● **Quoted text**

Competitive Communities
Building Communities for Tomorrow's Economy
Leveling the Playing Field

Saturday, January 31, 2004  

Building the value of uniqueness is an important part of the strategy for communities preparing to participate in the knowledge economy. Corporate globalization / corporate colonization / corporate formula branding resulting in prototypical buildings are detrimental to community uniqueness. The primary value is to those fortunate communities where corporate headquarters are located. Their often-predatory brand on the rest of us tends to make our once unique communities trend toward a globalized consumption culture of sameness. Not an environment to nurture brainpower and innovation.

Local small business provides a backbone of uniqueness. Is your local entrepreneurial level diminishing as the community looks more and more like the latest trend in retail development? Why does the big box world need an incentive funded by struggling local small businesses? Believe it or not, that is what is happening. Small local retailers contribute more taxes and jobs per square foot with no subsidies and more obstacles than encouragement. As more and more small retailers close in the tidal wave of retail consolidation, public funds to subsidize big retail developments is more illogical than ever.

● **Dataset entries**

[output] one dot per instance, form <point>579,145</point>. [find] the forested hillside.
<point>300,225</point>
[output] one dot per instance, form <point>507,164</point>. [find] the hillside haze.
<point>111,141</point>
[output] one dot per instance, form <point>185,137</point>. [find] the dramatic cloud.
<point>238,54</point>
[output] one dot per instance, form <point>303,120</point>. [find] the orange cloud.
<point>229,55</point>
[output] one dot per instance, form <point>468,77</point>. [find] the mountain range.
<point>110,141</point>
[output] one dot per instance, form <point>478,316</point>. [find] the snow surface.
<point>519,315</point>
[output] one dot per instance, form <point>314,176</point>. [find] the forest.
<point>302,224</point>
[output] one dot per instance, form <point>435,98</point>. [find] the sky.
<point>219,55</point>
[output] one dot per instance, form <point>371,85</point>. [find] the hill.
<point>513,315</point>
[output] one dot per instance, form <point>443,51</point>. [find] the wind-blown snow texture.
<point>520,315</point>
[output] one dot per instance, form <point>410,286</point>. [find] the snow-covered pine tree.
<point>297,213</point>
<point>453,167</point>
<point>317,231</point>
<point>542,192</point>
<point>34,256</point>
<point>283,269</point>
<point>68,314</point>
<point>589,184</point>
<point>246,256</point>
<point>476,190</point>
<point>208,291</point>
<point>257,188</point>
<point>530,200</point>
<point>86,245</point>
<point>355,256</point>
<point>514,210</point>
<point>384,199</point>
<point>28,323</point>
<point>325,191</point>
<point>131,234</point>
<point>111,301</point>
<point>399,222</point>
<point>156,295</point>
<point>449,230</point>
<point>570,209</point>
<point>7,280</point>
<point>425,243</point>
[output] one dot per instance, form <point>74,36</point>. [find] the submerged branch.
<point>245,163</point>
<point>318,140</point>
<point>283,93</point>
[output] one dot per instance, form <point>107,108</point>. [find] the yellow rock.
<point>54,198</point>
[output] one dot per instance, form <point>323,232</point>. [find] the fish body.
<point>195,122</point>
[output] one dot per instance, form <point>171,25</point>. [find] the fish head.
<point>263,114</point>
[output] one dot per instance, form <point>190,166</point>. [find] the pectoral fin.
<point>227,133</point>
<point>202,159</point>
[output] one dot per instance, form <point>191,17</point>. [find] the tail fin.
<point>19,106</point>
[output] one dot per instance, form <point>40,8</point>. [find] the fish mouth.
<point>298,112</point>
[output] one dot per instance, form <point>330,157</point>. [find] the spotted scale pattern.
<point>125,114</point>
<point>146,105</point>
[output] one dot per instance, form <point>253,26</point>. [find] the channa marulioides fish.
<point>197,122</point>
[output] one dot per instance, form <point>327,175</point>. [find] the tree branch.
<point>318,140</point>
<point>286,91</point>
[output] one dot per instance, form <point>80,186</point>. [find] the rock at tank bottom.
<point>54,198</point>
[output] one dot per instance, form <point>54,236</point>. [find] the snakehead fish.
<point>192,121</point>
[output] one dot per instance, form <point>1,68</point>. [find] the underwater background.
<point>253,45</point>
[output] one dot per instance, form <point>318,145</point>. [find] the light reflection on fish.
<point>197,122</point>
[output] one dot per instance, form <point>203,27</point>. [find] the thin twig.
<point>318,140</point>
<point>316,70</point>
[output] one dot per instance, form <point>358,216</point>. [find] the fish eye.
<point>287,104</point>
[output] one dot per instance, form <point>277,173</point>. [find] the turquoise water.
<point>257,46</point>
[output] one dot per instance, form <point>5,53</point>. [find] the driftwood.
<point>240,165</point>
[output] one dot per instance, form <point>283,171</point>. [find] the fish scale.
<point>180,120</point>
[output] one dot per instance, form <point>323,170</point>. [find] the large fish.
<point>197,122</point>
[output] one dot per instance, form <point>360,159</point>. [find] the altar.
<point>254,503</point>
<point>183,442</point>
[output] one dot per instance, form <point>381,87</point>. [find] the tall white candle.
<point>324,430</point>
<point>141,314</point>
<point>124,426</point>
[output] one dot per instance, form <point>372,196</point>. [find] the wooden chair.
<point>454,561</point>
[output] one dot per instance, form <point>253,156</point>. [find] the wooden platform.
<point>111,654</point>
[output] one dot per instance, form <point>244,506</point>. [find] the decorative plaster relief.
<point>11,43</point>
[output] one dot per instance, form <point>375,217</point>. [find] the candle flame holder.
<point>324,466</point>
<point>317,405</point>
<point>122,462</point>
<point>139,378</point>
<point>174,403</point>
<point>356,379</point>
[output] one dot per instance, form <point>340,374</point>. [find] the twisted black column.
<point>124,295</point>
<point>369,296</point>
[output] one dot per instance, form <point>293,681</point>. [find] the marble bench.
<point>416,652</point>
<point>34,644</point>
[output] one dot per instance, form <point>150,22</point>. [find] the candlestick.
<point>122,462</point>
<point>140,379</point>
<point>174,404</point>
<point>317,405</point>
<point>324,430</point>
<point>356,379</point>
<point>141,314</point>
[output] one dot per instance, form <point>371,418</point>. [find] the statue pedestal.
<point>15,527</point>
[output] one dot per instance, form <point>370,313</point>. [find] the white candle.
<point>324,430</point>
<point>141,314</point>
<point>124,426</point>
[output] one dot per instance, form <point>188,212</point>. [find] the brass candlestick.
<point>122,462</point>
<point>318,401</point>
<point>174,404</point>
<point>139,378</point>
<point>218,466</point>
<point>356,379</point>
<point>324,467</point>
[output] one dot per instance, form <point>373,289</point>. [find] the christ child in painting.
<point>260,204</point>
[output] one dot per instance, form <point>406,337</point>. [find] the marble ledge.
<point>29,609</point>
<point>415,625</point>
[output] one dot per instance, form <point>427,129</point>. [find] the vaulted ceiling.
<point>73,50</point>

● **Directives**
a – Return the part of the competitive communities post from "Competitive Communities" to "brainpower and innovation.", word for word.
b – Write the next part of the competitive communities post, picking up right after its final sentence.

● **Task-by-task answers**
a –
Competitive Communities
Building Communities for Tomorrow's Economy
Leveling the Playing Field

Saturday, January 31, 2004  

Building the value of uniqueness is an important part of the strategy for communities preparing to participate in the knowledge economy. Corporate globalization / corporate colonization / corporate formula branding resulting in prototypical buildings are detrimental to community uniqueness. The primary value is to those fortunate communities where corporate headquarters are located. Their often-predatory brand on the rest of us tends to make our once unique communities trend toward a globalized consumption culture of sameness. Not an environment to nurture brainpower and innovation.

b –
Wake up America! Austin certainly has. Realizing that their uniqueness played a large role in Austin’s success in the knowledge economy has led the community to a position of not subsidizing development for corporate retailers. Help keep Austin Weird! is now part of the city economic development strategy to support unique local business and their creative culture. Check out the war stories and research that started this movement and for fun this Keep Austin Weird song. This is a strategy to help level the playing field that has become far to one sided in favor of big corporations that don’t need or deserve public assistance to invade our communities.

So many community leaders just don’t or won’t understand economic realities of misplaced incentives that result in further erosion of shrinking city resources. It is certainly misplaced good intentions if not flawed judgement to think that shifting finite regional levels of household retail expenditures from local business to national corporate offices will result in a net gain for local economies. Stacey Mitchell presents several examples of this spreading dilemma in a December 2003 article, Does Wal Mart Really Need Our Tax Dollars? The incentives are often clouded in double speak as illustrated in this excerpt from Stacey’s article: “Rarely are tax dollars given to local retailers. For them, it’s sink or swim in a sea of giant, subsidized competitors. When asked how Scottsdale’s small businesses were to survive the arrival of Wal-Mart and Lowe’s -- slated to receive the second largest corporate subsidy in Arizona history -- city councilor Ned O’Hearn declared, "That’s urban dynamics. This is private enterprise. This is competition."”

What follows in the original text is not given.